Fragmento del texto:

Esta falsa premisa es peligrosísima, no sólo en el contexto actual. Lo ha sido, históricamente, en todo el mundo democrático: enfrentar la política a la ley es la peor opción que puede ser defendida, puesto que sin ley no hay democracia y sin democracia no existen los derechos (Conferencia de la Haya, fundacional del Consejo de Europa, 1949). Por ello, es necesario explicar bien los procedimientos y no fundar las decisiones en métodos populistas. La democracia ni se reduce al voto ni puede ser entendida sin el debido respeto a los derechos de todos. Por ello, en toda sociedad compleja, la nuestra por ejemplo, la aplicación de la ley no puede ser denostada por los que más tienen que defenderla.

No es, pues, aceptable que se califique de “golpe de estado” a la decisión de un órgano administrativo, la Junta Electoral Central, que actúa cuando es requerida por quien tiene legalmente legitimación activa para ello, y aplica la legislación vigente para dar efectividad a lo que ha sentenciado un órgano judicial, el Tribunal Superior de Justicia de Cataluña, tal como se dispone en la Ley electoral, acordada precisamente para hacer efectivas sentencias que todavía no son firmes para evitar que el régimen legal de recursos ante el Tribunal Supremo convierta en ineficaz la decisión judicial primigenia. No hay “golpe de Estado” en la aplicación de la ley, máxime cuando esa Ley electoral fue reformada para incluir esta previsión con los votos favorables (socialistas y, significativamente, nacionalistas catalanes) de los que ahora no están conformes con que esta reforma legal se aplique. Cierto que yo misma advertí que ese cauce legal sería problemático, porque tanto la sentencia del TSJC como la decisión última de la JEC son recurribles ante el Tribunal Supremo, que ha de dictar la sentencia firme al respecto. Pero una cosa es que el ordenamiento jurídico no nos guste y otra cosa es que se niegue legitimidad a la aplicación de la ley. Ahí, nuestros políticos, deberían ser muy cuidadosos, puesto que deslegitimada la aplicación de “las leyes que no nos gustan” se están deslegitimando ellos mismos, sus propuestas, y las leyes que puedan resultar de las mismas.

Instrucciones:
1. Responde, según el fragmento sobre la aplicación de la ley:
(a) ¿Qué conferencia se cita y de qué año es?
(b) ¿La sentencia de qué órgano judicial hace efectiva la Junta Electoral Central?
(c) ¿Ante qué tribunal son recurribles la sentencia del TSJC y la decisión de la JEC?
2. Imprime sin cambios el tramo del fragmento sobre la aplicación de la ley que empieza con las palabras "Esta falsa premisa" y acaba con "tienen que defenderla.".
Las líneas que siguen no tienen ningún papel en este ejercicio.

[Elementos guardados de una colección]
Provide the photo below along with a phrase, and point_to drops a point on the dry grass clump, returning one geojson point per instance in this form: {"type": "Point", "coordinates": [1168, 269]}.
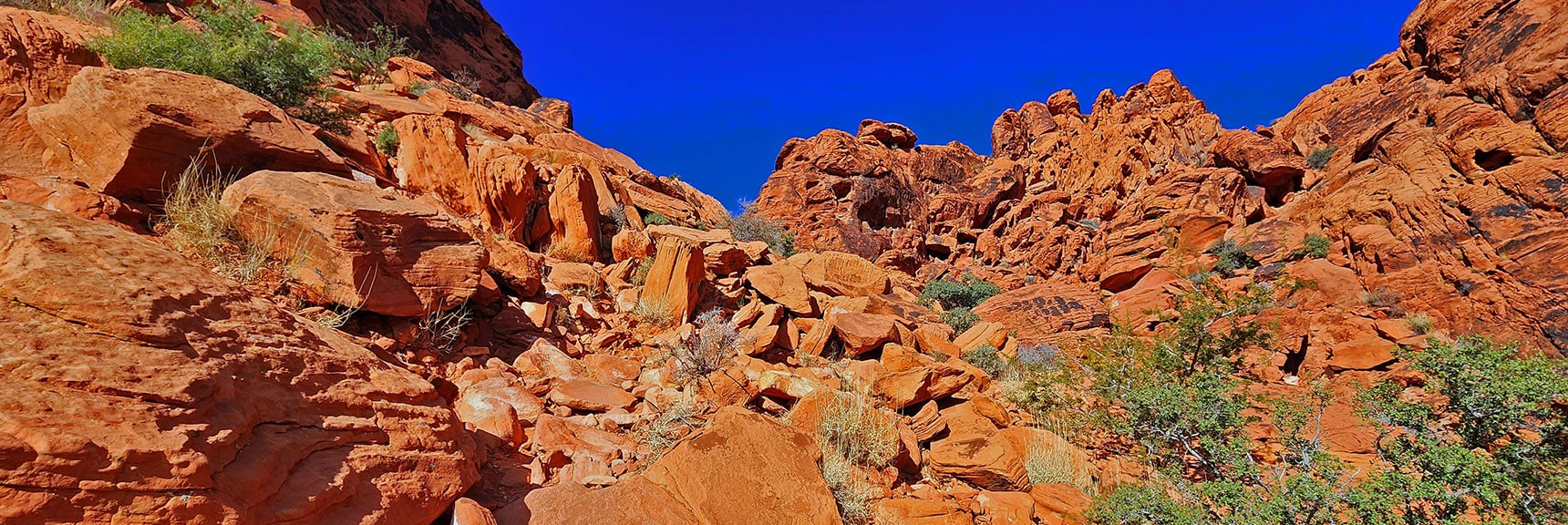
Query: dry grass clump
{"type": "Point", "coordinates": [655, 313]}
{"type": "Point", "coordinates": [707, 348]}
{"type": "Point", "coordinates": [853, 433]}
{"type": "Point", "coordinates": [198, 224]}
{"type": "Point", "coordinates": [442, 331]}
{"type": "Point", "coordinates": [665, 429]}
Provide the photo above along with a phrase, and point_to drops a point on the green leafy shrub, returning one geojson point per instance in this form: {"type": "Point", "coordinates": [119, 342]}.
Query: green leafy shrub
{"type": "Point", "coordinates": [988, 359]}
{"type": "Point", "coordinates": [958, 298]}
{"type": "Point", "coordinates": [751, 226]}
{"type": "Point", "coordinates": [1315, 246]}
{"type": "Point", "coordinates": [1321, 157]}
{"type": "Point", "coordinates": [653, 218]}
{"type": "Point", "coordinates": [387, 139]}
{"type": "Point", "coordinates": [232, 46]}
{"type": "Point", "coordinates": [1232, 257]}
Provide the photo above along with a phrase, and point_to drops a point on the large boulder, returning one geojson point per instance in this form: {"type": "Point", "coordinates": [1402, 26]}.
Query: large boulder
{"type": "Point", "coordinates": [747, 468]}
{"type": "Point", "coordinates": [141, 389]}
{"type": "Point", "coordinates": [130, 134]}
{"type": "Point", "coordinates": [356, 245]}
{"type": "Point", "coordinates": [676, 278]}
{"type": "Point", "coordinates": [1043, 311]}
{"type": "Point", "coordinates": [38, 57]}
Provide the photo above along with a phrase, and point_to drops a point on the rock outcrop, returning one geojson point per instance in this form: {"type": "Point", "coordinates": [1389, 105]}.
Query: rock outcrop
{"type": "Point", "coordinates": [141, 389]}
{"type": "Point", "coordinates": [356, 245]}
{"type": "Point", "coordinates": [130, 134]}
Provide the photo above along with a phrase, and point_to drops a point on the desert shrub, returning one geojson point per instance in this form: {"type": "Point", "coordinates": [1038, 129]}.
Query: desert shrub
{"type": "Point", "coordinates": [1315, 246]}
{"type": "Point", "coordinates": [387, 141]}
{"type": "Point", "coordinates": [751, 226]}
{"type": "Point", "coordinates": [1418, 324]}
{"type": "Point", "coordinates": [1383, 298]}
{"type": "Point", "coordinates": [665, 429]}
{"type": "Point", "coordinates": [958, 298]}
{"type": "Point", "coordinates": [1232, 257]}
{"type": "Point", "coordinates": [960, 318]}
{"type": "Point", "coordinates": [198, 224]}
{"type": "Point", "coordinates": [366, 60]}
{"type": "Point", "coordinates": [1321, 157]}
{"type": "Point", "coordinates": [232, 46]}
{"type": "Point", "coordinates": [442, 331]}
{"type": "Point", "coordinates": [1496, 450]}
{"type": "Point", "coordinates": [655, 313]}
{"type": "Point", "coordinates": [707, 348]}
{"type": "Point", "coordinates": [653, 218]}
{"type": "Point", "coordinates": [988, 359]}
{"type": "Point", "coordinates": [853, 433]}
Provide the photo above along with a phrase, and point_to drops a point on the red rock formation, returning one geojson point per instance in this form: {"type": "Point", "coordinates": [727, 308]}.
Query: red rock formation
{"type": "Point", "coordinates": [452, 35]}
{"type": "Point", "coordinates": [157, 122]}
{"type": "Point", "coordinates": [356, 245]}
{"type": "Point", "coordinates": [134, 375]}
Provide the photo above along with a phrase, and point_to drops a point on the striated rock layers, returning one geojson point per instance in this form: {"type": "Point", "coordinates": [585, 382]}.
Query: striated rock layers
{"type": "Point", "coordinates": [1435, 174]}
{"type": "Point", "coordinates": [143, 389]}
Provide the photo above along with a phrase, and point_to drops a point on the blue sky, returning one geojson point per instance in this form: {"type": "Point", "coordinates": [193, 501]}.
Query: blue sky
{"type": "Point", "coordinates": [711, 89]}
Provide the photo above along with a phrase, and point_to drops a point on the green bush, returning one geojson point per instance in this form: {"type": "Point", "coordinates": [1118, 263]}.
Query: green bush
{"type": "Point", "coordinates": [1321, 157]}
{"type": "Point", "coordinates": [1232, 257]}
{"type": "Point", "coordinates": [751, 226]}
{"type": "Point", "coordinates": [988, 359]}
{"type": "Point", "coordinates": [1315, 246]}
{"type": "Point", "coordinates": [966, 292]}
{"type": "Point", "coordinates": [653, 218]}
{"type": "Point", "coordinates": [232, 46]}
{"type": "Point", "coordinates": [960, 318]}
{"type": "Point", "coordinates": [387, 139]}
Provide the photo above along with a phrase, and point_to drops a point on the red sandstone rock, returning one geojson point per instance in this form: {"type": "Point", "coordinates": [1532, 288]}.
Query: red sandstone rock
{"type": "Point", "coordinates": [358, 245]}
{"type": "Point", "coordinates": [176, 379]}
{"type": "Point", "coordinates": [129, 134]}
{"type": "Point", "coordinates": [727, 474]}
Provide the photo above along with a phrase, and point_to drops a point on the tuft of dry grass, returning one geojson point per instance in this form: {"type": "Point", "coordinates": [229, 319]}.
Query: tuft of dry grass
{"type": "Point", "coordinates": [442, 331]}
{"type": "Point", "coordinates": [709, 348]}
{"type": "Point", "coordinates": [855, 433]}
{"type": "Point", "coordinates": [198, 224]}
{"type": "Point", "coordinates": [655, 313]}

Respuestas:
1.
(a) La Conferencia de la Haya, de 1949.
(b) La del Tribunal Superior de Justicia de Cataluña.
(c) Ante el Tribunal Supremo.

2.
Esta falsa premisa es peligrosísima, no sólo en el contexto actual. Lo ha sido, históricamente, en todo el mundo democrático: enfrentar la política a la ley es la peor opción que puede ser defendida, puesto que sin ley no hay democracia y sin democracia no existen los derechos (Conferencia de la Haya, fundacional del Consejo de Europa, 1949). Por ello, es necesario explicar bien los procedimientos y no fundar las decisiones en métodos populistas. La democracia ni se reduce al voto ni puede ser entendida sin el debido respeto a los derechos de todos. Por ello, en toda sociedad compleja, la nuestra por ejemplo, la aplicación de la ley no puede ser denostada por los que más tienen que defenderla.